[YOUR INSTRUCTIONS]
Copy out every line from the start of the records through the line containing "x=333 y=330", requests included. Scale each x and y coordinate in the answers by 1.65 and round to the nearest whole number, with halves rounding up.

Entries from a set of point annotations
========================

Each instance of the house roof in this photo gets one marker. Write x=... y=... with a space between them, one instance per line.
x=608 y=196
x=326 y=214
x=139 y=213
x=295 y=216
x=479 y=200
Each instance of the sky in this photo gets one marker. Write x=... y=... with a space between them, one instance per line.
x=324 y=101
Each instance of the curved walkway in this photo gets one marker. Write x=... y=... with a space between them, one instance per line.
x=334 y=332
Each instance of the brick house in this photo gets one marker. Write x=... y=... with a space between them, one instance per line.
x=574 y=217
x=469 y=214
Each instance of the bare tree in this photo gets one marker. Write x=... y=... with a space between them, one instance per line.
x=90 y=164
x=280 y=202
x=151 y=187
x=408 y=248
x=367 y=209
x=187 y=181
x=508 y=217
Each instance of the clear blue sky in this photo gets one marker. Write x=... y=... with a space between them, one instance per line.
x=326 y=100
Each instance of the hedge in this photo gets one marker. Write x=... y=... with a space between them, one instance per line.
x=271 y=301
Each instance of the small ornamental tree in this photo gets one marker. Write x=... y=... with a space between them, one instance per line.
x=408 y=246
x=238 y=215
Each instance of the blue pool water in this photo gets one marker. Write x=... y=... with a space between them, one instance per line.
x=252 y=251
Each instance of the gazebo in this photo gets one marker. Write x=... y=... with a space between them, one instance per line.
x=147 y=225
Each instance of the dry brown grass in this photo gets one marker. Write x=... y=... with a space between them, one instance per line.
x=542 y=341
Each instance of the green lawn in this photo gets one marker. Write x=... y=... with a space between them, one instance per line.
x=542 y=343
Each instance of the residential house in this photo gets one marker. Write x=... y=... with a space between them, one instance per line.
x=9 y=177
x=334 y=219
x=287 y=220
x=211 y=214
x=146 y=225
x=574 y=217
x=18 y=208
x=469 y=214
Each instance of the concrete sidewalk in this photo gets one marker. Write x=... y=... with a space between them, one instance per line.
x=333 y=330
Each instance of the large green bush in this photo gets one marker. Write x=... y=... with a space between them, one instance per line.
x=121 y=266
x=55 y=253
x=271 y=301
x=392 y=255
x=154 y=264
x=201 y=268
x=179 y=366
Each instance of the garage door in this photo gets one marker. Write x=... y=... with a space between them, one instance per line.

========================

[SOLUTION]
Each instance of the house roof in this photo gets one marker. Write x=... y=... with a space between them, one instance per line.
x=1003 y=323
x=538 y=353
x=229 y=351
x=487 y=356
x=790 y=330
Each instance of the sky in this photo gets one marker. Write x=... y=... with a space between them, one instance per line.
x=535 y=167
Each instance of the curved walkway in this photo gets one marker. Write x=... y=... with a space between them, one instance per line.
x=551 y=548
Each instance of the brick house in this photo gets one marker. Write x=... y=... with a space between them, one instance per line.
x=947 y=358
x=774 y=353
Each instance of the bare tree in this photo gets one marker. Write x=... y=... with a space between them, one instance per line.
x=149 y=271
x=462 y=333
x=249 y=309
x=673 y=409
x=606 y=345
x=309 y=299
x=838 y=358
Each instance of the clear blue sky in this photo gets one marker. Write x=... y=... with a space between them, one instance per line.
x=538 y=165
Each instance of the hedge in this photo gets one marker. Write x=... y=... with a space between them, one instance per line.
x=447 y=497
Each instance of the small ornamental tree in this photo gets one marker. Write x=... y=... with a space between them, one instance per line.
x=673 y=406
x=393 y=355
Each instance of the blue pool water in this photo gets one marker. Write x=... y=... with a space between them, one instance per line.
x=416 y=414
Each instance of the gazebo in this photo gets one marker. Write x=... y=... with a space between them, one instance per line.
x=243 y=371
Each instance of the dry brown grass in this photo gets one marker. Write x=... y=... with a space between them, one instance per line.
x=894 y=563
Each instance of the green lawn in this photo gets one marker. Write x=... y=... with a space between them, one instance per line.
x=894 y=566
Each instance of the residential house in this photo gets one marker. Write x=... y=... with a space between them, one instance per line.
x=15 y=292
x=551 y=361
x=474 y=363
x=348 y=353
x=241 y=371
x=947 y=358
x=30 y=343
x=774 y=353
Each instance of the concrete sidewalk in this photo gets one marker. Write x=... y=... with a space between them, one instance per line.
x=549 y=545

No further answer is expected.